Stated problem:
Exclude all pictures, then copy each of the records exactly as written.

(Point annotations for photos)
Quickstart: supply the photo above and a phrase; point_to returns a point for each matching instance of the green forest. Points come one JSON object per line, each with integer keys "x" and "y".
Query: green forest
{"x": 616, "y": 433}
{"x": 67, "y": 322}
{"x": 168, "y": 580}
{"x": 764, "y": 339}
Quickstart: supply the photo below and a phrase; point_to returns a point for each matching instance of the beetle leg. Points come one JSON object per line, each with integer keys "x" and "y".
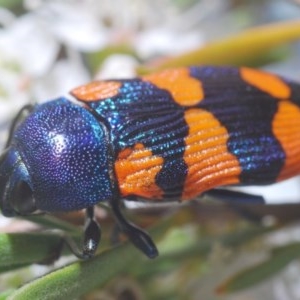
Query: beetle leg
{"x": 91, "y": 237}
{"x": 235, "y": 196}
{"x": 26, "y": 109}
{"x": 136, "y": 235}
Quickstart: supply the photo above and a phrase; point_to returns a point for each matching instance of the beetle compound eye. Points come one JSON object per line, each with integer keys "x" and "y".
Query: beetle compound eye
{"x": 22, "y": 198}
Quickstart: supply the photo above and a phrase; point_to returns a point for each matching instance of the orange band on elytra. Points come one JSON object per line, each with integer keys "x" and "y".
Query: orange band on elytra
{"x": 136, "y": 169}
{"x": 185, "y": 90}
{"x": 286, "y": 128}
{"x": 96, "y": 90}
{"x": 209, "y": 162}
{"x": 266, "y": 82}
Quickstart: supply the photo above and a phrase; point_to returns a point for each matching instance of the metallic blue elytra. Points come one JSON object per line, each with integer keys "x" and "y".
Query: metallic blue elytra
{"x": 168, "y": 136}
{"x": 65, "y": 162}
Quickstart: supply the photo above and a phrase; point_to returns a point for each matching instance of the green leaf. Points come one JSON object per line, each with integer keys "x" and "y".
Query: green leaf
{"x": 80, "y": 277}
{"x": 22, "y": 249}
{"x": 246, "y": 48}
{"x": 251, "y": 276}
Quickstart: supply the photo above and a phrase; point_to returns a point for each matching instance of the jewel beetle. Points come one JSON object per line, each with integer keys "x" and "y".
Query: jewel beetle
{"x": 167, "y": 136}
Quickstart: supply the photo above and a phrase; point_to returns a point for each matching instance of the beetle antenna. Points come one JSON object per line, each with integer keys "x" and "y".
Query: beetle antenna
{"x": 91, "y": 237}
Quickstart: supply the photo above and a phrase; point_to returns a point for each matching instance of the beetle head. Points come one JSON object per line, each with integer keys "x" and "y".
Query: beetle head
{"x": 58, "y": 160}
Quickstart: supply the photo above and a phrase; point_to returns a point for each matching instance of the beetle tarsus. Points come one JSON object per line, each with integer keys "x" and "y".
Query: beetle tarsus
{"x": 136, "y": 235}
{"x": 91, "y": 239}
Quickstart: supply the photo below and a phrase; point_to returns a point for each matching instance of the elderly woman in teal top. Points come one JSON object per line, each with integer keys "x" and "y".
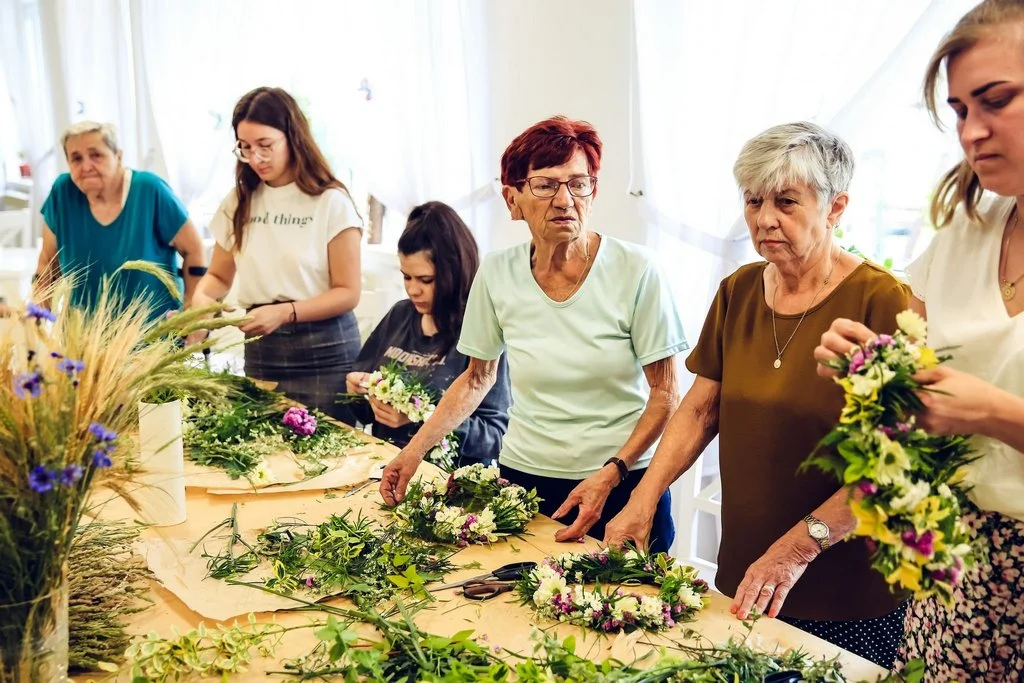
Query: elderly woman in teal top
{"x": 102, "y": 214}
{"x": 591, "y": 332}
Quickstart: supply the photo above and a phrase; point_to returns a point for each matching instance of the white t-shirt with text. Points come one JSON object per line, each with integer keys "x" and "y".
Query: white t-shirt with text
{"x": 284, "y": 248}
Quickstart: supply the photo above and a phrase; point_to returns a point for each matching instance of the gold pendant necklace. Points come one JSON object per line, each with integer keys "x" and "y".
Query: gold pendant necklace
{"x": 774, "y": 297}
{"x": 1008, "y": 288}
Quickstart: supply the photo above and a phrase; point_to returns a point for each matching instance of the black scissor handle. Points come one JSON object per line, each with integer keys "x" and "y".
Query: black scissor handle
{"x": 512, "y": 571}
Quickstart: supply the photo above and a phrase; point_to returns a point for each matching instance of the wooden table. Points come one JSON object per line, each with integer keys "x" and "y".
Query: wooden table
{"x": 502, "y": 621}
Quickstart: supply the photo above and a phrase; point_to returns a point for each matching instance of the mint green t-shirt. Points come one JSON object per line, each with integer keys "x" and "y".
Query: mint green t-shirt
{"x": 576, "y": 367}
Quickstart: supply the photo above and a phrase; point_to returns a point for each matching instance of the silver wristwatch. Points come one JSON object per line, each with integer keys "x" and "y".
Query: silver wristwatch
{"x": 818, "y": 530}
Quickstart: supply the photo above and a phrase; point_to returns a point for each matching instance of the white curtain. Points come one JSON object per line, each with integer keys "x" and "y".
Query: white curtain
{"x": 382, "y": 83}
{"x": 31, "y": 62}
{"x": 713, "y": 75}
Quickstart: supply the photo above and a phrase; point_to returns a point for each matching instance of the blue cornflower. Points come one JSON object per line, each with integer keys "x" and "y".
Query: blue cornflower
{"x": 102, "y": 433}
{"x": 101, "y": 458}
{"x": 71, "y": 475}
{"x": 40, "y": 313}
{"x": 71, "y": 367}
{"x": 41, "y": 479}
{"x": 28, "y": 384}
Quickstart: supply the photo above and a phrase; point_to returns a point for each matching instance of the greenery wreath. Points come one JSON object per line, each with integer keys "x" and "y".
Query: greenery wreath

Response:
Quickstart: supply the photo above and a phrase; point_to returns a point for each matching instance of the green forest. Points come one JSON object per line, each with integer keys "x" and "y".
Query: green forest
{"x": 616, "y": 433}
{"x": 67, "y": 322}
{"x": 168, "y": 580}
{"x": 764, "y": 339}
Quickstart: supply the photo below and a phrase; point_to returns a point for each matching instance of the beetle leg. Points come one JSON object per line, each with integer keys "x" and "y".
Query: beetle leg
{"x": 91, "y": 237}
{"x": 235, "y": 196}
{"x": 26, "y": 109}
{"x": 136, "y": 235}
Quickstart: supply the photo above and a phrase; point_to returns a point for each matching instance of the beetle compound eye. Points come one JSON object per line, each with integer keys "x" and "y".
Query: beetle compound eye
{"x": 22, "y": 198}
Quickstart: supply the photo above and a phrase; point_to returns a point for each matching instance of the orange band on elytra. Points come one JSON object per line, each with integer keys "x" and "y".
Query: orange band on elytra
{"x": 136, "y": 169}
{"x": 185, "y": 90}
{"x": 286, "y": 128}
{"x": 96, "y": 90}
{"x": 209, "y": 162}
{"x": 266, "y": 82}
Quickstart: supply the photo above and a phrase; point_to returns a point for each matching instance of the metallic blue elytra. Points come one JSON object per line, each with integer keys "x" and "y".
Query: metallic blue elytra
{"x": 168, "y": 136}
{"x": 65, "y": 162}
Quickstart: supply the photo above and a phrase; point_to returns a point for each matching instance of the green leaf. Points come one JSON object per line, each with integer keys "x" and "y".
Query: green leaf
{"x": 80, "y": 277}
{"x": 22, "y": 249}
{"x": 246, "y": 48}
{"x": 251, "y": 276}
Quickstart: supply the photo above and a phrase; point_to returns a point for each matching instance of the jewel beetle. Points come one JSON object per line, each with integer keys "x" and "y".
Query: jewel beetle
{"x": 167, "y": 136}
Quickstart: supply the photo above and a phrase; point_to returns a point for each matching instance of the beetle antenna. Points come one JSON object per line, each with integer keys "x" and "y".
Query: beetle antenna
{"x": 91, "y": 237}
Quickstart: supply the photo above and a phrase; point_to returns a point for each matching instance of the beetle head. Points come one JSON object per line, each with integer keys "x" and "y".
Query: beetle head
{"x": 58, "y": 160}
Quickstart: supply the photo above and a phrase; point_to returns a point for each matching instance of the beetle tarsus. Points come one JSON object per line, each with integer keys "x" and "y".
Query: beetle tarsus
{"x": 136, "y": 235}
{"x": 91, "y": 239}
Quickstart: supply the photo below and a phrase; point_to returns a point for each matching instance of the elderly woman in teal top. Points come one JSON object per line, each with integer keys "x" and "y".
Query: elderly woman in teal top
{"x": 102, "y": 214}
{"x": 591, "y": 332}
Quickstart: supply the photo above and a phrase; point_to returns a point for each matching instance of the white t-shirt with text. Points come one JSON object per line, each with integer keys "x" and "y".
Query: white t-shirt with text
{"x": 284, "y": 248}
Quickstart: supply the photo above and a phrase; point_to returns a point for each matching instance of the gold pendant necklace. Points come one JSON object per line, each with integer keys "x" and "y".
Query: gold pendant necklace
{"x": 774, "y": 297}
{"x": 1008, "y": 288}
Quickstart: supply the photo above and a phrase; point_to returns a point for each matching instance of the black scissor handle. Points come one JSON object per line, each with integer keys "x" and "y".
Query: black scissor handle
{"x": 512, "y": 571}
Quickstart: supply the photo above and a phrase; point_to returns a point for each matching instance of the wooden table. Points come one JSON object per line, each with integer keys "x" and "y".
Query: wooden table
{"x": 502, "y": 621}
Quickstart: supply the photo above and a phrase; point_to returns a point for each matching instance of the mint green t-shirt. Points come one JSON object per line, each with integer keys "x" and "y".
Query: mint green t-shirt
{"x": 576, "y": 367}
Quickstart: supply the photo above and a phrase; point_to returns a point for each matching instance of the silver wristwatch. Points come one JSON object per line, each with integer keys "x" and "y".
Query: silver wristwatch
{"x": 818, "y": 530}
Quickstart: supply the photo above and a phrase; point_to returns a point for each matching instance of the white curtain. Points come one JSON object per line, each with integer keys "x" and "y".
Query: white curtain
{"x": 382, "y": 83}
{"x": 31, "y": 62}
{"x": 713, "y": 75}
Quickstart: supply the photo above and a phrase; point_to returns a point for each matching instance of the blue cornflower. Points come one JSON object per line, each with integer keys "x" and "y".
Query: blue cornflower
{"x": 102, "y": 433}
{"x": 101, "y": 458}
{"x": 71, "y": 475}
{"x": 40, "y": 313}
{"x": 71, "y": 367}
{"x": 41, "y": 479}
{"x": 28, "y": 384}
Quickstart: supply the photo above and a phrase; point_to returns a point for each matching instance of the greenery wreath. Points come one JSON object per line, each with integer keys "x" and "y".
Query: greenery wreath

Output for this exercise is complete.